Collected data
▬▬▬▬▬▬▬▬▬▬

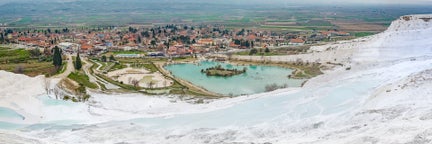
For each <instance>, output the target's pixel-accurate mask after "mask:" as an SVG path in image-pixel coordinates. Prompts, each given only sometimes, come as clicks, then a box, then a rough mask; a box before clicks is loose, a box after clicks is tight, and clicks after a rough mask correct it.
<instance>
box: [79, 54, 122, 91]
mask: <svg viewBox="0 0 432 144" xmlns="http://www.w3.org/2000/svg"><path fill="white" fill-rule="evenodd" d="M82 60H83V61H84V62H85V63H86V64H85V65H84V67H83V70H84V72H85V73H86V74H87V75H88V76H89V79H90V82H94V83H96V84H97V85H98V86H99V88H100V89H101V86H100V84H99V83H102V84H103V85H105V87H106V88H107V89H119V88H120V87H118V86H116V85H114V84H112V83H109V82H107V81H105V80H103V79H102V78H97V76H95V75H93V74H92V73H90V68H91V67H92V66H93V63H92V62H94V63H96V64H98V65H99V67H98V68H100V67H101V66H102V65H101V64H100V63H97V62H95V61H92V62H90V61H89V60H88V59H87V58H83V59H82ZM98 82H99V83H98Z"/></svg>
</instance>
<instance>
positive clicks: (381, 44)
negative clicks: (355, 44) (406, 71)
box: [354, 15, 432, 62]
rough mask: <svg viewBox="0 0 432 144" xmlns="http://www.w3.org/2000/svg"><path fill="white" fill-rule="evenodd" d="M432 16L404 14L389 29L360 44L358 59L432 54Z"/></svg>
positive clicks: (354, 56) (375, 59) (380, 59)
mask: <svg viewBox="0 0 432 144" xmlns="http://www.w3.org/2000/svg"><path fill="white" fill-rule="evenodd" d="M431 35H432V16H431V15H414V16H403V17H401V18H400V19H398V20H396V21H394V22H393V23H392V24H391V25H390V27H389V28H388V30H386V31H385V32H383V33H380V34H378V35H374V36H372V37H371V38H370V40H369V41H368V42H367V43H366V44H364V45H361V46H359V47H358V48H359V53H357V54H356V55H355V56H354V59H355V60H356V61H360V62H362V61H371V62H376V61H383V60H394V59H401V58H409V57H418V56H426V55H432V37H431Z"/></svg>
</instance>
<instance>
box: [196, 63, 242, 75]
mask: <svg viewBox="0 0 432 144" xmlns="http://www.w3.org/2000/svg"><path fill="white" fill-rule="evenodd" d="M246 70H247V68H246V67H244V68H243V69H242V70H238V69H235V68H234V69H225V68H223V67H222V66H221V65H217V66H214V67H210V68H206V69H201V72H202V73H205V74H206V75H207V76H223V77H230V76H234V75H239V74H242V73H245V72H246Z"/></svg>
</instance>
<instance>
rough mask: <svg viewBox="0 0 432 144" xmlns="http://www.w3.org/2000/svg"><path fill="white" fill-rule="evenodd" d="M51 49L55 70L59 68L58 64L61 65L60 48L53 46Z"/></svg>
mask: <svg viewBox="0 0 432 144" xmlns="http://www.w3.org/2000/svg"><path fill="white" fill-rule="evenodd" d="M53 50H54V56H53V65H54V66H55V67H56V69H57V70H59V68H60V66H61V65H62V58H61V50H60V48H58V47H57V46H55V47H54V48H53Z"/></svg>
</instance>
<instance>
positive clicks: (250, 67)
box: [165, 61, 304, 96]
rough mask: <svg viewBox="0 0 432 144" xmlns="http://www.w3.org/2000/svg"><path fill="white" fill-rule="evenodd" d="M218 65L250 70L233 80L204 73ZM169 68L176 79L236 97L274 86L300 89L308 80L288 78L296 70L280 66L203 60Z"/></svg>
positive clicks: (184, 63)
mask: <svg viewBox="0 0 432 144" xmlns="http://www.w3.org/2000/svg"><path fill="white" fill-rule="evenodd" d="M218 64H220V65H221V66H222V67H224V68H229V69H233V68H236V69H238V70H243V68H244V67H246V68H247V71H246V73H243V74H240V75H235V76H231V77H218V76H206V74H205V73H201V69H206V68H209V67H213V66H216V65H218ZM165 69H167V70H168V71H170V72H171V73H172V74H173V75H174V76H175V77H178V78H181V79H183V80H186V81H189V82H191V83H192V84H194V85H197V86H200V87H203V88H205V89H207V90H209V91H212V92H215V93H219V94H224V95H233V96H238V95H246V94H255V93H261V92H265V86H266V85H270V84H273V83H275V84H277V85H278V86H283V85H286V86H287V87H299V86H300V85H301V83H303V82H304V80H298V79H289V78H288V75H290V74H291V73H292V71H293V70H292V69H288V68H282V67H276V66H262V65H246V66H237V65H232V64H228V63H221V62H214V61H202V62H200V63H198V64H192V63H183V64H172V65H168V66H166V67H165Z"/></svg>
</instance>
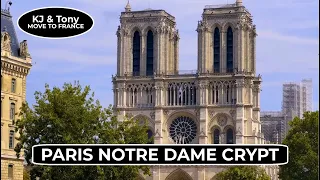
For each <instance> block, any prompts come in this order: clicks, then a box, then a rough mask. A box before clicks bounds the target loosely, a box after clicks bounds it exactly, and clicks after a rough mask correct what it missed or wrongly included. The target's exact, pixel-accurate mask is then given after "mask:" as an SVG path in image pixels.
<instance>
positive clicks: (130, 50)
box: [122, 34, 133, 73]
mask: <svg viewBox="0 0 320 180" xmlns="http://www.w3.org/2000/svg"><path fill="white" fill-rule="evenodd" d="M122 51H123V56H122V58H123V59H122V61H123V64H122V66H123V67H125V68H124V69H125V70H124V72H123V73H126V72H132V70H133V69H132V66H133V60H132V37H131V35H129V34H125V35H124V38H123V46H122Z"/></svg>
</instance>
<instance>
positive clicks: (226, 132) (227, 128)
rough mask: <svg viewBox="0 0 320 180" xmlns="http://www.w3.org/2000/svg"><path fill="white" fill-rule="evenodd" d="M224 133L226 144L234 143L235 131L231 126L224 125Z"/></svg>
mask: <svg viewBox="0 0 320 180" xmlns="http://www.w3.org/2000/svg"><path fill="white" fill-rule="evenodd" d="M224 133H225V135H226V142H225V143H226V144H235V131H234V128H233V127H232V126H226V127H225V128H224Z"/></svg>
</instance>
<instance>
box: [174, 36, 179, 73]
mask: <svg viewBox="0 0 320 180" xmlns="http://www.w3.org/2000/svg"><path fill="white" fill-rule="evenodd" d="M174 48H175V49H174V51H175V53H174V54H175V55H174V56H175V57H174V63H175V69H174V71H178V69H179V37H178V36H177V37H176V41H175V47H174ZM175 73H176V72H175Z"/></svg>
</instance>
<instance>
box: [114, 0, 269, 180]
mask: <svg viewBox="0 0 320 180" xmlns="http://www.w3.org/2000/svg"><path fill="white" fill-rule="evenodd" d="M197 32H198V69H197V71H196V72H192V71H190V72H181V71H179V70H178V68H179V39H180V38H179V31H178V30H177V27H176V21H175V17H174V16H172V15H171V14H169V13H168V12H166V11H164V10H152V9H147V10H143V11H132V10H131V7H130V4H129V3H128V4H127V6H126V8H125V12H122V13H121V18H120V26H119V27H118V30H117V37H118V43H117V45H118V47H117V49H118V51H117V57H118V58H117V74H116V76H114V77H113V90H114V109H115V110H116V111H117V113H118V118H119V119H120V120H121V119H125V118H136V119H147V120H148V124H149V128H150V130H149V134H150V135H153V137H154V143H155V144H262V143H264V137H263V134H262V133H261V123H260V91H261V90H260V87H261V77H260V76H257V75H256V57H255V54H256V43H255V39H256V36H257V34H256V27H255V25H254V24H253V20H252V16H251V14H250V12H249V11H248V10H247V9H246V8H245V7H244V6H243V4H242V2H241V1H240V0H237V1H236V2H235V3H234V4H228V5H221V6H206V7H205V9H204V11H203V14H202V20H201V21H199V22H198V25H197ZM223 168H224V167H220V166H203V167H195V166H182V167H181V166H180V167H175V166H161V167H152V177H142V176H141V179H153V180H174V179H183V180H184V179H186V180H192V179H194V180H195V179H199V180H207V179H212V178H214V176H215V175H216V174H217V173H218V172H220V171H221V170H223Z"/></svg>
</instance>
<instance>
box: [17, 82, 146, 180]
mask: <svg viewBox="0 0 320 180" xmlns="http://www.w3.org/2000/svg"><path fill="white" fill-rule="evenodd" d="M90 91H91V90H90V87H89V86H86V87H84V88H82V87H81V85H80V84H79V82H77V83H75V84H71V83H65V84H64V86H63V87H62V88H58V87H54V88H53V89H50V88H49V85H46V86H45V91H44V92H43V93H42V92H35V100H36V103H35V104H34V105H33V108H30V107H29V105H28V104H27V103H26V104H23V106H22V108H21V110H20V119H18V120H17V122H16V127H17V128H16V131H18V132H19V133H20V137H19V138H18V140H19V141H20V142H19V143H18V144H17V146H16V147H15V151H16V152H17V156H18V157H19V156H20V153H21V150H24V155H25V159H26V161H27V163H28V165H29V166H32V168H31V171H30V176H31V178H32V179H34V178H35V177H40V179H48V180H55V179H57V180H64V179H68V180H91V179H92V180H102V179H113V180H123V179H127V180H130V179H135V178H136V177H137V175H138V173H139V172H143V173H144V174H146V175H150V170H149V168H148V167H145V166H36V165H33V164H32V162H30V160H31V150H32V146H34V145H37V144H94V143H99V144H146V143H148V142H150V139H148V135H147V130H148V126H147V124H146V123H144V124H141V121H139V122H138V120H133V119H130V118H128V119H126V120H125V121H118V119H117V117H116V115H115V113H114V112H113V110H112V108H111V106H110V107H109V108H103V107H102V106H101V105H100V103H99V101H98V100H94V93H91V92H90Z"/></svg>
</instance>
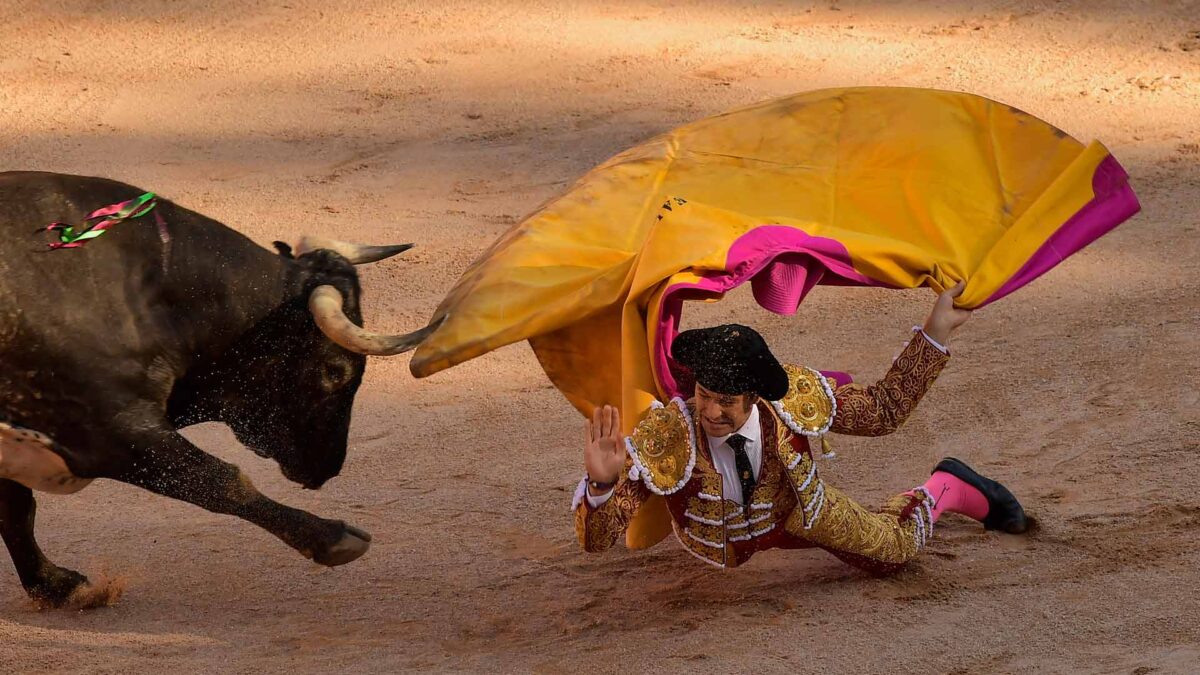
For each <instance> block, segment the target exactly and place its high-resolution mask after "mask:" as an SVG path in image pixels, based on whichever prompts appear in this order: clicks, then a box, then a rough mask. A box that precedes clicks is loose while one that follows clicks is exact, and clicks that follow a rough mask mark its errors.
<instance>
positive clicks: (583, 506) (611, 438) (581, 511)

▬▬▬▬▬▬▬▬▬▬

* _EXERCISE_: With the data above as the source, tally the lines that include the string "target", and give that figure alone.

* _RESPONSE BELOW_: 3